── Extrait du document ──
Communément appelé « badenya furu » en langue bambara, le mariage consanguin ou union entre cousins, est une pratique courante dans de nombreuses communautés maliennes, surtout dans les zones rurales où prévalent les traditions et les normes sociales. Longtemps valorisée pour ses facteurs culturels, religieux et économiques, cette pratique, qui renforce les liens familiaux et maintient la solidarité communautaire, devient de plus en plus problématique à l’ère moderne.

Préservation des traditions ancestrales

Dans de nombreuses communautés maliennes, le mariage consanguin est considéré comme un moyen de renforcer les liens familiaux et de maintenir la cohésion sociale. En effet, les mariages entre cousins ou membres de la même famille sont souvent encouragés pour garantir la pérennité des biens familiaux et pour préserver les traditions ancestrales.

« Nos aînés se sont basés sur l’unité de la famille. Il s’agit d’une composante essentielle de cette unité familiale, pour que la famille reste soudée et unie », affirme Dr Ibrahima Traoré, sociologue de l’éducation à l’Université des Lettres et des Sciences humaines de Bamako (ULSHB).

Mme Traoré Alima Kané, vendeuse de condiments au marché de Kabala, explique que le mariage consanguin était considéré comme une garantie de stabilité et de solidarité au sein de sa famille. « En épousant mon cousin, j’ai assuré la continuité de notre lignée et renforcé nos liens familiaux. C’était une façon pour nous de préserver nos traditions et nos valeurs ancestrales », explique-t-elle.

Pour M. Diallo, chef de village dans la région de Dioïla, le mariage consanguin était également perçu comme un moyen de protéger les biens et les terres de la famille. « En unissant nos enfants au sein de la famille élargie, nous assurions la pérennité de notre patrimoine et de nos richesses. C’était une pratique essentielle pour maintenir notre unité et notre prospérité », développe-t-il.

Sujet à controverse

Cependant, avec l’évolution des mentalités et l’influence croissante des normes occidentales, cette pratique semble être devenue controversée.

Selon certaines études, la pratique du mariage consanguin peut entraîner des risques liés à la santé des enfants issus de ces unions, en raison de la consanguinité génétique. Aussi, ces enfants nés de parents consanguins pourraient avoir un risque plus élevé de développer des maladies héréditaires telles que la drépanocytose, le syndrome de Marfan ou d’autres maladies génétiques graves. De plus, certains mouvements féministes et défenseurs des droits de l’homme dénoncent le mariage consanguin comme une forme d’abus de pouvoir et de contrôle social.

En ce qui concerne l’influence de l’européanisation sur nos systèmes de vie au Mali, certains aspects de nos traditions et de nos valeurs culturelles ont été remis en question. La modernité et la globalisation ont sans aucun doute introduit de nouvelles normes et pratiques sociales, qui peuvent parfois se heurter aux traditions ancestrales.
───
── Données fournies ──
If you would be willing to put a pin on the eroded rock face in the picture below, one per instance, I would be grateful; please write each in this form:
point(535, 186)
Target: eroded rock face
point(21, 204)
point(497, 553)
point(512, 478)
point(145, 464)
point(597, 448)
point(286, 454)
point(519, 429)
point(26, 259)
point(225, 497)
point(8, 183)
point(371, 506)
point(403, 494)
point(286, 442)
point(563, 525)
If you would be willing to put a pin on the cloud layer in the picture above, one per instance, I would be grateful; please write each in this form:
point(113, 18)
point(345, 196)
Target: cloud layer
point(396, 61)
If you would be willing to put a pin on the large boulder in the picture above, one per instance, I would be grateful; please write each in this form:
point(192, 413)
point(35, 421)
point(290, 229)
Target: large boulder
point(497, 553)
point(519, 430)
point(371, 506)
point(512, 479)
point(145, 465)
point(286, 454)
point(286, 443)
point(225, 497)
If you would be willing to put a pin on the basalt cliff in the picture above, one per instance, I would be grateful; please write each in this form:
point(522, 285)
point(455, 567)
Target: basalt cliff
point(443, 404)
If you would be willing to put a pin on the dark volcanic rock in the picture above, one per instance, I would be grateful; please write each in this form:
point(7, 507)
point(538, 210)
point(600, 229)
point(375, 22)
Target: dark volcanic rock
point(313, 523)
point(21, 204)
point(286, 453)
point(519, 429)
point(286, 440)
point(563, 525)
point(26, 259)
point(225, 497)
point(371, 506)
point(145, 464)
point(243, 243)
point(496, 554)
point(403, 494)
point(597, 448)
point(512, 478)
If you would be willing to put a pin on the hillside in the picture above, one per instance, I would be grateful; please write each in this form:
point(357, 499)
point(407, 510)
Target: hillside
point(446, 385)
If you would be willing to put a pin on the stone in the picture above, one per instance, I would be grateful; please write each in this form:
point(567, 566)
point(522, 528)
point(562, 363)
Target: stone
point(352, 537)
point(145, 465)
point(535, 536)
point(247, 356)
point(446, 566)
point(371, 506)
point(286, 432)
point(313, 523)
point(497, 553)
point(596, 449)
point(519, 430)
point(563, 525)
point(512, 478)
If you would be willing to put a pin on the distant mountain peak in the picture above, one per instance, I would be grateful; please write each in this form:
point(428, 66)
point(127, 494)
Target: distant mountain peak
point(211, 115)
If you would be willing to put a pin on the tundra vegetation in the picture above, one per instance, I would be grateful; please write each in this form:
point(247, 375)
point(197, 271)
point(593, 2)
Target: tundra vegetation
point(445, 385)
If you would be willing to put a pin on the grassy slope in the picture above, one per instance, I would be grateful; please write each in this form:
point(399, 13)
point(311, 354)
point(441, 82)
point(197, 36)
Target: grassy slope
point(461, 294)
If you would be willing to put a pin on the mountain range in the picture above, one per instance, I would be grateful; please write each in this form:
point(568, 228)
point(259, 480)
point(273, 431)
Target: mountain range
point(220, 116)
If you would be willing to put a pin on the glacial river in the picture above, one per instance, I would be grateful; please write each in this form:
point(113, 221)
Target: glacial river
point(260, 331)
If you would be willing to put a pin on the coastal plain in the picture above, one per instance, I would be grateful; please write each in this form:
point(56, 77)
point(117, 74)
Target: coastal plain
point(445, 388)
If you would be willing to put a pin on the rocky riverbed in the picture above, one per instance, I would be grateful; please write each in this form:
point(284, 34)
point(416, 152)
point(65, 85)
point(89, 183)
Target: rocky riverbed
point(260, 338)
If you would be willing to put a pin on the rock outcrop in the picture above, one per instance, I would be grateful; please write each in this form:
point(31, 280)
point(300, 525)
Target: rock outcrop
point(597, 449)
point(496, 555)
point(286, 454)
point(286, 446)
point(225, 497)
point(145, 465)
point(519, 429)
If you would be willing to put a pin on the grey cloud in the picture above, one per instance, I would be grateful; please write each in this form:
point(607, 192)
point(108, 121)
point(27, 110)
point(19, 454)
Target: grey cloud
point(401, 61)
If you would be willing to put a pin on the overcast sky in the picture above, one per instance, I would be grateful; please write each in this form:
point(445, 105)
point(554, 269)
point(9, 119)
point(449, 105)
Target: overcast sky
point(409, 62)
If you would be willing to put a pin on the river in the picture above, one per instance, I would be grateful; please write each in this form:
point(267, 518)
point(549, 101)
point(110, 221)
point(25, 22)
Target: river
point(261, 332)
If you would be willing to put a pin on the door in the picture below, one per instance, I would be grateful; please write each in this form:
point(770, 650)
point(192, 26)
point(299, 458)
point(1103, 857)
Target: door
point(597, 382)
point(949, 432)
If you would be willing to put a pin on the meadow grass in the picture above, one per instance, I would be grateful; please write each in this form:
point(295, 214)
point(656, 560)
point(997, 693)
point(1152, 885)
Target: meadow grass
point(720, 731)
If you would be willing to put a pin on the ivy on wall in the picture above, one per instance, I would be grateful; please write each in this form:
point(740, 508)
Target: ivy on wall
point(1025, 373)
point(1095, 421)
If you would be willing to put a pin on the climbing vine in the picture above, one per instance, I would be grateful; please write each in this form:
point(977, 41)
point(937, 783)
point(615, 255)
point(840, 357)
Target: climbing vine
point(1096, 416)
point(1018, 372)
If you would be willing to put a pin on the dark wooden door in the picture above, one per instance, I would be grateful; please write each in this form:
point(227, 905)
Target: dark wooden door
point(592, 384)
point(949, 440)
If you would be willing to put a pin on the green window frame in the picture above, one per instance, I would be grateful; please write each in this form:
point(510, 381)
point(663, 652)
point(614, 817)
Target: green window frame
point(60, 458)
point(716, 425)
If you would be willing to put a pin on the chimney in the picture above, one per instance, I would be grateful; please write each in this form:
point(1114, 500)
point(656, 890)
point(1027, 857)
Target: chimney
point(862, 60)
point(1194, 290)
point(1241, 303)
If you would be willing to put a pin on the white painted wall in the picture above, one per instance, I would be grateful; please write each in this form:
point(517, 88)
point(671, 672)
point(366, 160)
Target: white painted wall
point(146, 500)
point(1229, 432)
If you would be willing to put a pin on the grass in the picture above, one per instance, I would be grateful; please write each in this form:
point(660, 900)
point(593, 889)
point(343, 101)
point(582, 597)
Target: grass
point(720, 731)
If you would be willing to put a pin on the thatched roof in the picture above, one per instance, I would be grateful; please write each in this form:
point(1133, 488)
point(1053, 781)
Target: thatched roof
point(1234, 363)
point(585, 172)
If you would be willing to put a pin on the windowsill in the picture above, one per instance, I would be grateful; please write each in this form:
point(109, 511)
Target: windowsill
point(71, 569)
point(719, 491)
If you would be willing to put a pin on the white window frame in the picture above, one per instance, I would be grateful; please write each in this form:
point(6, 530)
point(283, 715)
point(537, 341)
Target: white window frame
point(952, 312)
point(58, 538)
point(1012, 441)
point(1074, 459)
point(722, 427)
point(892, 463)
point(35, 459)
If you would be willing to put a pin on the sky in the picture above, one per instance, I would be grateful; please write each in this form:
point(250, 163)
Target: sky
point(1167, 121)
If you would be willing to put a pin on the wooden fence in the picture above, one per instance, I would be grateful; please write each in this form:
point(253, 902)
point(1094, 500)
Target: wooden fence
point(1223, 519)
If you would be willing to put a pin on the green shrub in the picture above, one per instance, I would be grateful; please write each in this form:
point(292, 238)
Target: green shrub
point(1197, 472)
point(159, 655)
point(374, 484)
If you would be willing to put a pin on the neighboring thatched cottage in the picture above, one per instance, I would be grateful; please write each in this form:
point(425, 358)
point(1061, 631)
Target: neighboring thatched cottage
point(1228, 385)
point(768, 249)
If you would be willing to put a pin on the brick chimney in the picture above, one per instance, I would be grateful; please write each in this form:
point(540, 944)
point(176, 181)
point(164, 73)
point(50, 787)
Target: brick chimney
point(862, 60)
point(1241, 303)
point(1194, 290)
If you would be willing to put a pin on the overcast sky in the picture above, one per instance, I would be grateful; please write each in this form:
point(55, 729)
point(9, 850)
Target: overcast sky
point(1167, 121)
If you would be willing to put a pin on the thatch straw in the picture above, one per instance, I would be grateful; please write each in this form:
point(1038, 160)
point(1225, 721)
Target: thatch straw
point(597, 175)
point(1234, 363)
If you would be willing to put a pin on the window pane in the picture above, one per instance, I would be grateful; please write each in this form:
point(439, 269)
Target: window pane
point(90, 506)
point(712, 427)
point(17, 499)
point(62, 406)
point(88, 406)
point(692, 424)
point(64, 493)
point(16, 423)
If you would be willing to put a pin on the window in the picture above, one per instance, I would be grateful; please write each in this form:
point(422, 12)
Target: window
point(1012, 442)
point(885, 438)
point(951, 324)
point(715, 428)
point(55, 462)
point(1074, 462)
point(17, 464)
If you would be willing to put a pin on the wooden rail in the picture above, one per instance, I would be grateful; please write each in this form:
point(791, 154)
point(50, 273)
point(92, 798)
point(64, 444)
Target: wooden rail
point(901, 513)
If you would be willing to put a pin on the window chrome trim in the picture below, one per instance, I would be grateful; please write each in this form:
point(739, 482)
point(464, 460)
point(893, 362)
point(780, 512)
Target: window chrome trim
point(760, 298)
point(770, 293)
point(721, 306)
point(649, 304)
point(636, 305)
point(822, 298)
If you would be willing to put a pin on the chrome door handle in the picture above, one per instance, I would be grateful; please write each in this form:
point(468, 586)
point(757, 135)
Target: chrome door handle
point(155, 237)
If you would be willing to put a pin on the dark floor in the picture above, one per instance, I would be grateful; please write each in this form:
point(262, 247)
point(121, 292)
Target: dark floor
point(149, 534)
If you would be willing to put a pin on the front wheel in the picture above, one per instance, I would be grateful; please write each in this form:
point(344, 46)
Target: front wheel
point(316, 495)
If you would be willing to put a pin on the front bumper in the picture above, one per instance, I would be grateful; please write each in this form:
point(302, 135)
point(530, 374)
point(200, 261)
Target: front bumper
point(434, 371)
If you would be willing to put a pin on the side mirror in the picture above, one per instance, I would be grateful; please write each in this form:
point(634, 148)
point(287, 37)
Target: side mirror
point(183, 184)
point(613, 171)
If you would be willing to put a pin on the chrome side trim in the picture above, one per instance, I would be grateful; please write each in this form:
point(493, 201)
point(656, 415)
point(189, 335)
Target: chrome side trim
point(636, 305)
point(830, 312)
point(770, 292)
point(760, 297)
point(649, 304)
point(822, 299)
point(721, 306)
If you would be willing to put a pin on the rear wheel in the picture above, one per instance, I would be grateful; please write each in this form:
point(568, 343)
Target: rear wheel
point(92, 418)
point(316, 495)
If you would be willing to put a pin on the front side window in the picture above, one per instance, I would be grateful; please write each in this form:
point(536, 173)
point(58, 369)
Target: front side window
───
▸ Travail demandé
D'après le texte sur le mariage consanguin au Mali, comment appelle-t-on communément cette pratique en langue bambara ? La liste n'est d'aucune utilité ici.

▸ Corrigé
On l'appelle communément « badenya furu ».